3. Notwithstanding any other provision of this Section 6.B or the Change of
Control Agreement (including, without limitation, Section 3(a)(iii) thereof), in
the event of a termination of the Grantee’s employment during the Termination
Period (as defined in the Change of Control Agreement), other than by reason of
a Nonqualifying Termination (as defined in the Change of Control Agreement), any
then unvested Tranche 1 Shares shall become fully vested, and any then unvested
Tranche 2 and Tranche 3 Shares shall vest as of the date of such termination to
the same extent such Shares would have vested pursuant to Section 6.B.1 or 6.B.2
on such date if an Exit Event had occurred on such date; provided, that, solely
for purposes of this Section 6.B.3, the definition of “Investor IRR” and clause
(iv) of the definition of “Total Return” hereunder shall be deemed to include
the fair market value, as determined by the Board, of the portion of the
Company’s Stock attributable to the Initial Investor Shares held by the
Investors immediately prior to such termination.
4. To the extent that a Tranche 2 or Tranche 3 Share fails to vest upon an Exit
Event pursuant to Section 6.B.1 or 6.B.2, or prior to an Exit Event pursuant to
Section 6.B.3, such Tranche 2 or Tranche 3 Share shall automatically and
immediately terminate.

What is expected>
Answer these questions from the share vesting excerpt:
(a) If the Grantee's employment ends during the Termination Period other than by a Nonqualifying Termination, what happens to any then unvested Tranche 1 Shares?
(b) Who determines the fair market value that is included in "Investor IRR" for purposes of Section 6.B.3?
(c) What happens to a Tranche 2 or Tranche 3 Share that fails to vest as described in paragraph 4?
The entries after this point are separate material, apart from the share vesting excerpt.

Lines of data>
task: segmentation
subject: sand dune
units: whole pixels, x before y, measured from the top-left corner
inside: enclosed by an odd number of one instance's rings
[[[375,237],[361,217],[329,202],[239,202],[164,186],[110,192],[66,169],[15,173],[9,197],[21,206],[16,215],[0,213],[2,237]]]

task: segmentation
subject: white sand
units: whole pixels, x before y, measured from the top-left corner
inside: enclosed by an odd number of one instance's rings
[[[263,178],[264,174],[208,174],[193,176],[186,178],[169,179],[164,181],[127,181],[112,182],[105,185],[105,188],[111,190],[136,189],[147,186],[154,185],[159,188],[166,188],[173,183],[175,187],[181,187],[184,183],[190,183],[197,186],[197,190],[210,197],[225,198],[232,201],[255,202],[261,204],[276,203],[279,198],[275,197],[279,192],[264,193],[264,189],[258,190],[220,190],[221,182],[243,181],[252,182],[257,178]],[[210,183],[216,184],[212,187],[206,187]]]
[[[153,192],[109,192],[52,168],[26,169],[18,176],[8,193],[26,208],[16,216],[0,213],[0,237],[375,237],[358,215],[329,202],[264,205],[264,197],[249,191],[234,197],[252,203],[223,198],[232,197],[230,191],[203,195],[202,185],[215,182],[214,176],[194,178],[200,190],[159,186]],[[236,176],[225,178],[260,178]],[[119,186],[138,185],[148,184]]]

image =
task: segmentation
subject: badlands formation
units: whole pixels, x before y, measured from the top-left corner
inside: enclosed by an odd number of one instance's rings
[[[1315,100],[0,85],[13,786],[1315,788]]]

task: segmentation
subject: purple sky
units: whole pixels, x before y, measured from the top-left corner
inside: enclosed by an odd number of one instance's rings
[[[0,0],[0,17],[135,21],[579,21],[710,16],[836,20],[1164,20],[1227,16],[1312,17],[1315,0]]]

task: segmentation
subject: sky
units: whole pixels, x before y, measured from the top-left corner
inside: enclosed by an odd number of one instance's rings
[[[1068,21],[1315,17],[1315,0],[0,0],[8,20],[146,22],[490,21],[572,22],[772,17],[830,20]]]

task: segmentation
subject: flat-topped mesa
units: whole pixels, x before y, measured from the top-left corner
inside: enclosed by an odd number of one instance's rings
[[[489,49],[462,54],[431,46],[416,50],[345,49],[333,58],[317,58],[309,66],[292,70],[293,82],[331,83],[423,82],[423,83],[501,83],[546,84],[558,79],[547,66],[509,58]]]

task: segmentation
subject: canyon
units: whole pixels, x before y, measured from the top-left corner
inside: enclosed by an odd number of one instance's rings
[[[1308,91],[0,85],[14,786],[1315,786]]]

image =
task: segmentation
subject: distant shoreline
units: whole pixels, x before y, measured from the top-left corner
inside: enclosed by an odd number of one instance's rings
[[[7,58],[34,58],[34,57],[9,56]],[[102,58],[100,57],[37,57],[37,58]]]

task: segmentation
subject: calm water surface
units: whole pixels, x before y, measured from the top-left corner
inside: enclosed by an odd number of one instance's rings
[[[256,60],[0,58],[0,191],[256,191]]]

The reply>
(a) They become fully vested.
(b) The Board.
(c) It automatically and immediately terminates.